* [Rows from a pointing dataset]
######

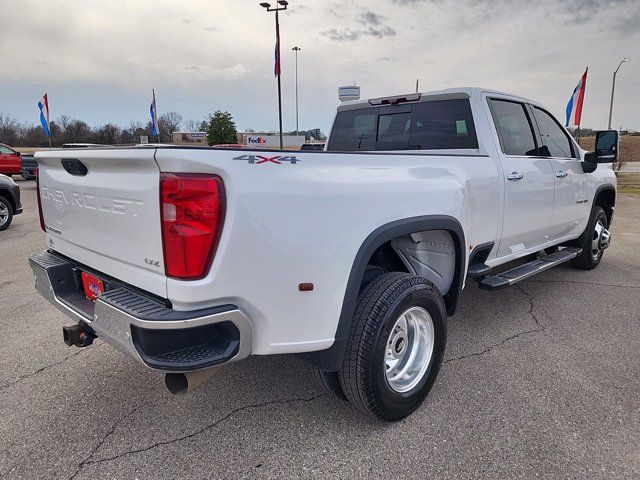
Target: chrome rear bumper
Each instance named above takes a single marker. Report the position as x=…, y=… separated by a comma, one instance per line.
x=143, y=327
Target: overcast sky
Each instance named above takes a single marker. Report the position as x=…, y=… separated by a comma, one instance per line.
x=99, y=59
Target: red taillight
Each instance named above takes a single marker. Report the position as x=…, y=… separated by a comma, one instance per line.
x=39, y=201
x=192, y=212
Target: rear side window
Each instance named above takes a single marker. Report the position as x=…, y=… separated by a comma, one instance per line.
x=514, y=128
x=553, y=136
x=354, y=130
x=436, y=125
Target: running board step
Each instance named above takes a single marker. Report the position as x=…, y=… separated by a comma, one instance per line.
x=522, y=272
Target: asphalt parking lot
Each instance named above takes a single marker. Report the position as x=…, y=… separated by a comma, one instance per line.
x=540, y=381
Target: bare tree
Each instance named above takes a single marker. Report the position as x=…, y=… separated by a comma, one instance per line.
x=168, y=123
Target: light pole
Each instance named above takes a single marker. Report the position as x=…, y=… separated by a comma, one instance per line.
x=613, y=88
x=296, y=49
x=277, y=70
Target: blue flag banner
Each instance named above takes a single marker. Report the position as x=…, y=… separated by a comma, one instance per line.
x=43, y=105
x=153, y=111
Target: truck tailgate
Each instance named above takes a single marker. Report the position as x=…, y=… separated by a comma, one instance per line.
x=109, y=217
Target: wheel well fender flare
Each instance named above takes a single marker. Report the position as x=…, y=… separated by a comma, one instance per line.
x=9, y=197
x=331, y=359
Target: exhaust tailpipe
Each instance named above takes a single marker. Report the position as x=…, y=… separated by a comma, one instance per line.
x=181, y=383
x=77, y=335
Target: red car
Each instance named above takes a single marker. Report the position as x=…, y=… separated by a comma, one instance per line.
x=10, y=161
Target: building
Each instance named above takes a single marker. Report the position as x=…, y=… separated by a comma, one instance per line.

######

* [THE TASK]
Please put everything from the line containing "Target: truck tailgate" down to the end of the records into a JSON list of strings, with one string per line and blank lines left out.

* [RESULT FOR THIS TASK]
[
  "Target: truck tailgate",
  "Each instance named above takes a single marker. Report the position as x=…, y=… separated by a comma, one instance per line.",
  "x=109, y=217",
  "Target: wheel well fender flare",
  "Each instance named above takes a single marker. Report the position as x=…, y=… separated by a comma, one instance per line.",
  "x=9, y=197",
  "x=331, y=359",
  "Target: exhaust tailpipe",
  "Each instance named above takes a single marker. Report the position as x=…, y=… separated by a comma, one instance per line.",
  "x=181, y=383",
  "x=77, y=335",
  "Target: red car",
  "Each instance named above takes a single marker. Report the position as x=…, y=… separated by a comma, one instance per line.",
  "x=10, y=161",
  "Target: building",
  "Each instance named above takes a single marker. Report the position as x=…, y=… separated by a comma, one instance per line."
]